> [What the task requires]: Nothing is to be altered; the data must be repeated exactly.

Stored data entries
━━━━━━━━━━━━━━━━━━━━━━━━━━━━━━
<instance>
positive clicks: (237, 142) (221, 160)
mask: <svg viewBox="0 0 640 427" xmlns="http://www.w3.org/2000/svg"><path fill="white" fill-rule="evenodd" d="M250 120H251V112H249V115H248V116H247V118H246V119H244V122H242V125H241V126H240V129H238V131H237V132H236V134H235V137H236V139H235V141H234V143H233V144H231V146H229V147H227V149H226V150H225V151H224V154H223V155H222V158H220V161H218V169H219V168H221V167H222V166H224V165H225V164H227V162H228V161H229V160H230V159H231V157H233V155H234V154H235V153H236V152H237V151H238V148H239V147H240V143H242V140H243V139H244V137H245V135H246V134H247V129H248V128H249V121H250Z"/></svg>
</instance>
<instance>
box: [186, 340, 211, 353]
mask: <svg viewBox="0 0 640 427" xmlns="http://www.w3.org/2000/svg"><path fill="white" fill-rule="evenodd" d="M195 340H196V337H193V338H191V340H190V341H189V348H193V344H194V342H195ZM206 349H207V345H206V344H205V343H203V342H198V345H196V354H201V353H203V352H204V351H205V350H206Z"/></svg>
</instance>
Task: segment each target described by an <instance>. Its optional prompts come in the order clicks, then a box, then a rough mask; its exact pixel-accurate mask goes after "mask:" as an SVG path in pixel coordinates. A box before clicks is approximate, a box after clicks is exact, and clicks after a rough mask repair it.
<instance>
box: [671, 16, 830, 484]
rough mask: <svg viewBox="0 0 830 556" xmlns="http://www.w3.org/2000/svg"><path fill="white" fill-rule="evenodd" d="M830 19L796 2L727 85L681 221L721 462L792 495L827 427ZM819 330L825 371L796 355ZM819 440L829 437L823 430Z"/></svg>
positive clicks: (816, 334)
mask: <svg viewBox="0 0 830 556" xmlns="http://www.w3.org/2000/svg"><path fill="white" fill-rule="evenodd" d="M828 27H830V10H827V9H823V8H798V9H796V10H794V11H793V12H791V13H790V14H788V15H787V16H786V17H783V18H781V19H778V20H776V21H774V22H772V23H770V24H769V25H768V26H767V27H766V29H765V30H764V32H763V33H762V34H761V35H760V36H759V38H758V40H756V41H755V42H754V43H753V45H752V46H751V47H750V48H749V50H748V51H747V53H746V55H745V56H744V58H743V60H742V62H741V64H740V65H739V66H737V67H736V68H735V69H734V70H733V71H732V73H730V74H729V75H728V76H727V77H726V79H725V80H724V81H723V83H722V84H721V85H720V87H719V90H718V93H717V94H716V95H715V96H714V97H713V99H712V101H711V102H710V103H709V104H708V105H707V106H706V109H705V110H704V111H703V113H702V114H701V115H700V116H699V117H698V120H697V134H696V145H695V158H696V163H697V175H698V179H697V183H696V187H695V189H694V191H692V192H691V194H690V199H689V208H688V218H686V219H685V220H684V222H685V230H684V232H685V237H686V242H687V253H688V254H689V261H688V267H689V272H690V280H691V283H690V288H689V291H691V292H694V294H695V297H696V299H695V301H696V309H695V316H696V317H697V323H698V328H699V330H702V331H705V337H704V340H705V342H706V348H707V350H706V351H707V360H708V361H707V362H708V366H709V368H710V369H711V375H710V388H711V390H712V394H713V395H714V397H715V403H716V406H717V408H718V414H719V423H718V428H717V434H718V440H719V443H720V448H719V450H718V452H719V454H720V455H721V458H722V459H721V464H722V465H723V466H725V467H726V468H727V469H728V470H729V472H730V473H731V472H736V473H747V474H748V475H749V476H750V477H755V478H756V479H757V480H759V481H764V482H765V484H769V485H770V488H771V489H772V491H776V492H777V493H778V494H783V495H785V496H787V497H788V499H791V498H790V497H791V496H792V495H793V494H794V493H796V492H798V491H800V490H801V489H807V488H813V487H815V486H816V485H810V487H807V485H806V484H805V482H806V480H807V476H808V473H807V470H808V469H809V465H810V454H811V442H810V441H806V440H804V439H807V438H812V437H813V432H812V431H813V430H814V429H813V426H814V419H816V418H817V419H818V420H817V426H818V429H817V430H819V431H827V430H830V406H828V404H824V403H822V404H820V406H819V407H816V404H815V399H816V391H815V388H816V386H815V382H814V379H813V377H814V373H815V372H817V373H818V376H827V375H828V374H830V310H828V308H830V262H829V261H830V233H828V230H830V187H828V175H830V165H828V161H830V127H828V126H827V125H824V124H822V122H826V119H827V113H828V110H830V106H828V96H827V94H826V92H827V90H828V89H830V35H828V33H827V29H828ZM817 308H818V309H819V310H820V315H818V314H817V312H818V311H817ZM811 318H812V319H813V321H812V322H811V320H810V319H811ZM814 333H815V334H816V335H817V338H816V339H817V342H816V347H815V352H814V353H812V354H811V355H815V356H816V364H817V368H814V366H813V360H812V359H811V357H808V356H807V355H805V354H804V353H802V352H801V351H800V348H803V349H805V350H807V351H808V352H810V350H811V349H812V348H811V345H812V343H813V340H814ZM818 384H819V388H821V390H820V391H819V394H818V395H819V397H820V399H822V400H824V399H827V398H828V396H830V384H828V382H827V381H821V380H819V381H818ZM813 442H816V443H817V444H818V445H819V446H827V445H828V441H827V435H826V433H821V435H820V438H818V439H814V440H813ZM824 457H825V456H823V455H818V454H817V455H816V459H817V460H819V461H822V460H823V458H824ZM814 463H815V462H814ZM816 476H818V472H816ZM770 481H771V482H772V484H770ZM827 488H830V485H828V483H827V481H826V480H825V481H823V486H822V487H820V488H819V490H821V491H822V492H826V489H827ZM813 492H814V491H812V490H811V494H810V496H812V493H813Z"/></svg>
━━━━━━━━━━━━━━━━━━━━━━━━━━━━━━
> [Output below]:
<instance>
positive clicks: (237, 142) (221, 160)
mask: <svg viewBox="0 0 640 427" xmlns="http://www.w3.org/2000/svg"><path fill="white" fill-rule="evenodd" d="M250 120H251V112H249V115H248V116H247V118H246V119H244V122H242V125H241V126H240V129H238V131H237V132H236V134H235V137H236V139H235V141H234V143H233V144H231V146H229V147H227V149H226V150H225V151H224V154H223V155H222V158H220V161H218V169H219V168H221V167H222V166H224V165H225V164H227V162H228V161H229V160H230V159H231V157H233V155H234V154H235V153H236V152H237V151H238V148H239V147H240V143H242V140H243V139H244V137H245V135H246V134H247V129H248V128H249V121H250Z"/></svg>
</instance>
<instance>
box: [186, 340, 211, 353]
mask: <svg viewBox="0 0 640 427" xmlns="http://www.w3.org/2000/svg"><path fill="white" fill-rule="evenodd" d="M195 340H196V337H193V338H191V340H190V341H189V348H193V344H194V342H195ZM206 349H207V345H206V344H205V343H203V342H198V345H196V354H201V353H203V352H204V351H205V350H206Z"/></svg>
</instance>
Task: segment each target described by an <instance>. Its optional prompts come in the order clicks, then a box, then a rough mask; its exact pixel-accurate mask goes after "mask:" as an SVG path in pixel coordinates. A box before clicks is approximate, a box after clicks is exact, and clicks after a rough mask repair it.
<instance>
box: [671, 16, 830, 484]
rough mask: <svg viewBox="0 0 830 556" xmlns="http://www.w3.org/2000/svg"><path fill="white" fill-rule="evenodd" d="M830 19L796 2L727 85L681 221L721 462L792 495L827 427ZM819 330L825 371L796 355ZM819 440L829 437L823 430Z"/></svg>
positive clicks: (816, 334)
mask: <svg viewBox="0 0 830 556" xmlns="http://www.w3.org/2000/svg"><path fill="white" fill-rule="evenodd" d="M828 27H830V10H827V9H823V8H798V9H796V10H794V11H793V12H791V13H790V14H788V15H787V16H786V17H783V18H781V19H778V20H776V21H774V22H772V23H770V24H769V25H768V26H767V27H766V29H765V30H764V32H763V33H762V34H761V35H760V36H759V38H758V40H756V41H755V42H754V43H753V45H752V46H751V47H750V48H749V50H748V51H747V53H746V55H745V56H744V58H743V60H742V62H741V64H740V65H739V66H737V67H736V68H735V69H734V70H733V71H732V73H730V74H729V75H728V76H727V77H726V79H725V80H724V81H723V83H722V84H721V85H720V87H719V90H718V93H717V94H716V95H715V96H714V97H713V99H712V101H711V102H710V103H709V104H708V105H707V106H706V109H705V110H704V111H703V113H702V114H701V115H700V116H699V117H698V120H697V134H696V145H695V158H696V163H697V175H698V179H697V183H696V187H695V189H694V191H692V192H691V194H690V199H689V208H688V218H686V219H685V220H684V222H685V230H684V232H685V237H686V242H687V253H688V254H689V261H688V267H689V272H690V280H691V283H690V288H689V291H691V292H694V294H695V297H696V299H695V301H696V309H695V316H696V317H697V323H698V328H699V330H702V331H705V337H704V340H705V342H706V348H707V350H706V351H707V360H708V361H707V362H708V366H709V368H710V369H711V375H710V388H711V390H712V394H713V395H714V397H715V403H716V406H717V408H718V414H719V423H718V428H717V434H718V440H719V443H720V448H719V450H718V452H719V454H720V455H721V458H722V459H721V464H722V465H723V466H725V467H726V468H727V469H728V470H729V472H730V473H731V472H736V473H747V474H748V475H749V476H750V477H755V478H756V479H757V480H759V481H764V482H765V484H769V485H770V488H771V489H772V491H776V492H777V493H778V494H783V495H785V496H787V497H788V499H791V498H790V497H791V496H792V495H793V494H794V493H796V492H798V491H800V490H801V489H807V488H813V487H815V486H816V485H810V487H807V485H806V484H805V482H806V480H807V476H808V473H807V470H808V469H809V465H810V454H811V442H810V441H806V440H804V439H807V438H812V437H813V432H812V431H813V430H814V429H813V426H814V419H816V418H817V419H818V420H817V426H818V429H817V430H819V431H827V430H830V406H828V404H824V403H822V404H820V406H819V407H816V404H815V399H816V391H815V388H816V386H815V382H814V379H813V377H814V373H815V372H817V373H818V376H827V375H828V374H830V310H828V308H830V262H829V261H830V233H828V230H830V187H828V175H830V165H828V161H830V127H828V126H827V125H824V124H822V122H826V119H827V113H828V110H830V106H828V96H827V94H826V92H827V90H828V89H830V35H828V33H827V29H828ZM817 308H818V309H819V310H820V315H818V314H817V312H818V311H817ZM811 318H812V319H813V321H812V322H811V320H810V319H811ZM814 333H815V334H816V335H817V338H816V339H817V342H816V347H815V352H814V353H812V354H811V355H815V356H816V364H817V368H814V366H813V360H812V359H811V357H808V356H807V355H805V354H804V353H802V352H801V351H800V348H803V349H805V350H807V351H808V352H810V350H811V349H812V348H811V345H812V343H813V340H814ZM818 384H819V388H821V390H820V391H819V394H818V395H819V397H820V399H822V400H824V399H827V398H828V396H830V384H828V382H827V381H821V380H819V381H818ZM813 442H816V443H817V444H818V445H819V446H827V445H828V441H827V435H826V433H821V435H820V438H818V439H814V440H813ZM824 457H825V456H823V455H818V454H817V455H816V459H817V460H819V461H822V460H823V458H824ZM814 463H815V462H814ZM816 476H818V472H816ZM770 481H771V482H772V484H770ZM827 488H830V485H828V483H827V481H826V480H825V481H823V486H822V487H820V488H819V490H821V491H822V492H826V489H827ZM813 492H814V491H812V490H811V494H810V496H812V493H813Z"/></svg>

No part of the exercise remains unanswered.